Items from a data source
===
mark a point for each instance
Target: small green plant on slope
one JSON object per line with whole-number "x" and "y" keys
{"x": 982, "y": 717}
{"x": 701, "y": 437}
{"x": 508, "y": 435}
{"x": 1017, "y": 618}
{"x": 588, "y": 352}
===
REQUIRED TASK: Switch "slope" to "hillside" everywhere in the material above and give the lines again, leaving everything else unchanged.

TASK ANSWER:
mark a point for each instance
Target: small green plant on hillside
one JSON object per line with whole-number "x" and "y" keys
{"x": 982, "y": 717}
{"x": 701, "y": 437}
{"x": 508, "y": 435}
{"x": 1017, "y": 618}
{"x": 588, "y": 352}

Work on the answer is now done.